→ WHAT YOU SHOULD DO: Once you have read the listing, output it exactly and completely.

→ AVAILABLE DATA:
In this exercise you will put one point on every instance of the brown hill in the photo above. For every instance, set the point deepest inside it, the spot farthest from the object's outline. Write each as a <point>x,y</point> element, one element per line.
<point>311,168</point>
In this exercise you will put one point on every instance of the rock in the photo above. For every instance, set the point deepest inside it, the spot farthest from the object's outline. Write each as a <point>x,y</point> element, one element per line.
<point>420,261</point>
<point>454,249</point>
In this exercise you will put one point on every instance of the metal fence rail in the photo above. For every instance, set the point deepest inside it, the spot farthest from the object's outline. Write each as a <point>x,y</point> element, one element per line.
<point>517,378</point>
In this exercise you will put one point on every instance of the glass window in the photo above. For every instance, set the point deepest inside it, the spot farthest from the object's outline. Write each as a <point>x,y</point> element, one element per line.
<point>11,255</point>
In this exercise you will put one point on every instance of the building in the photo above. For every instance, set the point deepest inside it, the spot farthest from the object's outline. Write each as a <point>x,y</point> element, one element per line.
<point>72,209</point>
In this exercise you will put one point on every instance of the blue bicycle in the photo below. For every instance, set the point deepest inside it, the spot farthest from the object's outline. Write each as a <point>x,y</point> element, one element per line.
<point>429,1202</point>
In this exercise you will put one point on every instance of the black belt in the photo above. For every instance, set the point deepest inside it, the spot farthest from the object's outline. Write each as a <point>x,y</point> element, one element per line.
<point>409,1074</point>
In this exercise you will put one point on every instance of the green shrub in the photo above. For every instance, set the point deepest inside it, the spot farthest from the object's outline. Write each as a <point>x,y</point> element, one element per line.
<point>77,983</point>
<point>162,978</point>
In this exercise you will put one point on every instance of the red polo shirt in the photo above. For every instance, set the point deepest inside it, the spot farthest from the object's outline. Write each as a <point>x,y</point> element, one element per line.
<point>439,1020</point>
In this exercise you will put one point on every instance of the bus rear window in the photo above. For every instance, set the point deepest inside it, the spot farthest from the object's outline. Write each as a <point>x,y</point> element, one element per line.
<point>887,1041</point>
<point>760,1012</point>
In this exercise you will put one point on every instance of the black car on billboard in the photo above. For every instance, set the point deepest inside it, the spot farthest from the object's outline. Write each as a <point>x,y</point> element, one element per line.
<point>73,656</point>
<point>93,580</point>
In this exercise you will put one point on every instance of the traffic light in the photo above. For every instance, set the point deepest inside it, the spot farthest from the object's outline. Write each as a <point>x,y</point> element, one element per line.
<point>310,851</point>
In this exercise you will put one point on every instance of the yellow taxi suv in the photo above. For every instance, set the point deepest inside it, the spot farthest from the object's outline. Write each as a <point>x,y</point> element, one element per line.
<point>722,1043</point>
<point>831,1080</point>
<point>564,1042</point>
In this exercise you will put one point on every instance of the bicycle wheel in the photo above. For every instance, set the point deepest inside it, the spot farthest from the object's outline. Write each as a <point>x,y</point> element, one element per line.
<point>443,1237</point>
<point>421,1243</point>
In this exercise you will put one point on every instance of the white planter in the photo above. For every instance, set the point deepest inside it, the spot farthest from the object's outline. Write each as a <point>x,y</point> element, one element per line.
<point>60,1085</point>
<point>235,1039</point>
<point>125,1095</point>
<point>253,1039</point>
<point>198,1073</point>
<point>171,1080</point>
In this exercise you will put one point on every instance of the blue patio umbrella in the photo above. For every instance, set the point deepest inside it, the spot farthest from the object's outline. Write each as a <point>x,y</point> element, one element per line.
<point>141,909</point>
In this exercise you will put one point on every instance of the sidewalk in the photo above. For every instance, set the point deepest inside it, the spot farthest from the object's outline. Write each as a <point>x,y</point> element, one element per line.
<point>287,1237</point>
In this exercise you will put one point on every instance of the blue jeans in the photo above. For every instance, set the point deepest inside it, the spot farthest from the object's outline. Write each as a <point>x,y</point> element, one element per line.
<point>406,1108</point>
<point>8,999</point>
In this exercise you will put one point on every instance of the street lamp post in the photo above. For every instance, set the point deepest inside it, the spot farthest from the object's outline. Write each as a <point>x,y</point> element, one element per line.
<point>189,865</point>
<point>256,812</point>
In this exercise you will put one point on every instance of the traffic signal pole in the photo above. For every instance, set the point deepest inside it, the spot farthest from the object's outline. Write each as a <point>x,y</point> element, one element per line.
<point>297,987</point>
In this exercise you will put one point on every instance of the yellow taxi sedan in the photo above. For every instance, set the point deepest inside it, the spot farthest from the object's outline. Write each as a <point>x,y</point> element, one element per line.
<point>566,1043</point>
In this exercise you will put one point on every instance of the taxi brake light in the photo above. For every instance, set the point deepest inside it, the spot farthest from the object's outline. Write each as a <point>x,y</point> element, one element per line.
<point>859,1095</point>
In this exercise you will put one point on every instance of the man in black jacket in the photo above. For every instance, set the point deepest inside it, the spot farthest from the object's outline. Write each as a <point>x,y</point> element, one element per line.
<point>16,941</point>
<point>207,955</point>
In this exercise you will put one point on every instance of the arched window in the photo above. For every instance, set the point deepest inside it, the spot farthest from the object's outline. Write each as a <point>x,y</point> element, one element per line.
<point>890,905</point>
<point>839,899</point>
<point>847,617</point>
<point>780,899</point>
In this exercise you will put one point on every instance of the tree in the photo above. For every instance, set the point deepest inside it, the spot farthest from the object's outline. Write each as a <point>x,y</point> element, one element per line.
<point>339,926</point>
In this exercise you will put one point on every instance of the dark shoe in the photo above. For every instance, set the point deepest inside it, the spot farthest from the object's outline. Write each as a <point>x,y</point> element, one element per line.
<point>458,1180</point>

→ YOUR RESPONSE:
In this exercise you will put one point on every instance of the brown hill in the photo above. For every instance, set the point deepest inside it, the spot farthest from the object's outline. Write each as a <point>x,y</point> element, one element per line.
<point>311,168</point>
In this exercise you will put one point on every instance of the rock in the photo above. For every instance, set the point deepest inside it, the spot farthest from the object's outline. Write each as a <point>x,y</point> element, one element per line.
<point>420,261</point>
<point>454,249</point>
In this exercise you will put one point on every instance of the metal fence rail in the photo above. For every instance, set the point deepest inside it, the spot farthest from the object's outline. Write each as a <point>x,y</point> element, one element per line.
<point>517,378</point>
In this exercise you will put one point on every instance of the glass window in the photo above. For every instance, set the point deepest inside it, the spot farthest from the object's outline. Write each as a <point>x,y</point> element, one element per line.
<point>11,255</point>
In this exercise you will put one point on every instance of the building in the photo above. For every instance, set the point deepest inside it, the spot farthest from the object's outline. Write each as a <point>x,y</point> element, one element per line.
<point>72,209</point>
In this exercise you will put one point on every instance of the blue bicycle in the photo below. For every instance, set the point deepest inside it, the spot farthest from the object's outline. Write each as a <point>x,y</point> element, one element per line.
<point>429,1202</point>
In this exercise you will put one point on every instance of the black belt in the photo above. For every instance, set the point deepest inside it, the spot farthest from the object's outline. Write each as a <point>x,y</point> element, one element per line.
<point>409,1074</point>
In this exercise you will put one point on every instance of the green shrub in the photo above. For every instance, set the point deepest inside it, the spot farthest from the object's outline. Write each as a <point>x,y</point> element, one element per line.
<point>77,983</point>
<point>162,978</point>
In this exercise you will put one point on every instance of the red polo shirt in the photo above. For every instance, set the point deepest inside it, the spot farthest from the object's outline. Write each as a <point>x,y</point> element, one element per line.
<point>439,1020</point>
In this exercise you will put one point on every instance of the bus rear window in the photo above. For every instance, set the point deepest inside it, the spot farthest from the object's outline. Write each as a <point>x,y</point> element, one element per line.
<point>887,1041</point>
<point>760,1012</point>
In this exercise you will put one point on every instance of the black car on billboard in the photo above. For every instance, set the point deepest inside it, the spot farthest from the object's outline. Write each as a <point>x,y</point> element, one element per line.
<point>73,656</point>
<point>93,580</point>
In this exercise you will put one point on every instance of the traffic light in the photo above. For every instance, set the point deepest inside it, the spot farthest from the object's outline. Write each as a <point>x,y</point> element, one element per line.
<point>310,851</point>
In this exercise you will put one point on every instance of the yellow taxi suv in the photo above. For every instance, set the point deepest inside it, the spot farthest from the object's outline. Write each as a <point>x,y</point> element, one element per line.
<point>722,1043</point>
<point>831,1080</point>
<point>564,1042</point>
In this exercise you will put one point on every instance of the bicycle wheel in the photo above. For every instance, set the point deepest inside it, the spot farthest from the object's outline. Write each as a <point>x,y</point> element, one element per line.
<point>443,1237</point>
<point>421,1243</point>
In this exercise you will put one point on every instance of the white planter in the photo above. For every instance, set the point deepest inside it, the spot farthest from the object's outline. Write each as a <point>x,y</point> element, one element per line.
<point>60,1085</point>
<point>235,1039</point>
<point>125,1095</point>
<point>253,1039</point>
<point>198,1073</point>
<point>171,1080</point>
In this exercise you will put one point on every instance of the blue patio umbrella in the photo above. For every instance, set the point deepest inside it, the spot farthest from the object's outline. Write each as a <point>x,y</point> element, one element per line.
<point>141,909</point>
In this exercise you will put one point on every instance of the sidewalk in the photo above. For every instance, set the point deepest inside it, the spot farthest from the object's outline. Write each as a <point>x,y</point> element, one element per line.
<point>287,1237</point>
In this exercise you will put one point on every instance of the blue jeans in the photo above. For every instance, set the point deepest inside it, the spot farthest from the object's outline. Write each as a <point>x,y</point> element, one element per line.
<point>406,1108</point>
<point>8,999</point>
In this exercise you will put one point on every instance of the street lamp post in the photo above. For every instance, set the point deepest inside it, the spot farthest from the object's outline. Write each as a <point>x,y</point> element, one element per line.
<point>189,865</point>
<point>256,812</point>
In this exercise you will put one point on every instance of the traffic signal pole in the photo above. For every instance, set the point deepest inside it, the spot farthest from the object's outline. Write each as a <point>x,y</point> element, one element per line.
<point>297,987</point>
In this exercise you will put one point on every instance of the yellow taxi sedan in the photo above. For every instance, set the point deepest inside it, the spot farthest from the object's outline. Write each as a <point>x,y</point> element, one element per line.
<point>566,1043</point>
In this exercise you will put one point on every instance of the taxi brake light in the photo above. For every instance, set the point deepest inside it, the spot farthest from the object's outline. Write each as a <point>x,y</point> element, one element per line.
<point>859,1095</point>
In this exercise you will put one point on every instance of the man in black jacket in the photo above. For every instance, set the point deepest inside it, the spot farthest from the object's outline. Write each as a <point>x,y</point> element, one element per line.
<point>16,941</point>
<point>207,955</point>
In this exercise you will put one point on every instance of the arched window in the photo above. For every instance, set the point deepest inside it, the spot farthest from the object's outline. Write each as a <point>x,y</point> element, one element per line.
<point>890,905</point>
<point>839,899</point>
<point>847,617</point>
<point>780,899</point>
In this exercise you will put one point on every instance of the tree in the photo above. For every instance, set the point deepest inside it, the spot farthest from the object's outline. Write each as a <point>x,y</point> element, one element per line.
<point>339,926</point>
In this exercise you will put one point on every instance of the dark shoe in the photo above. For every instance, set the point deepest inside it, the spot farthest from the object's outline. Write each as a <point>x,y</point> element, one element per line.
<point>458,1180</point>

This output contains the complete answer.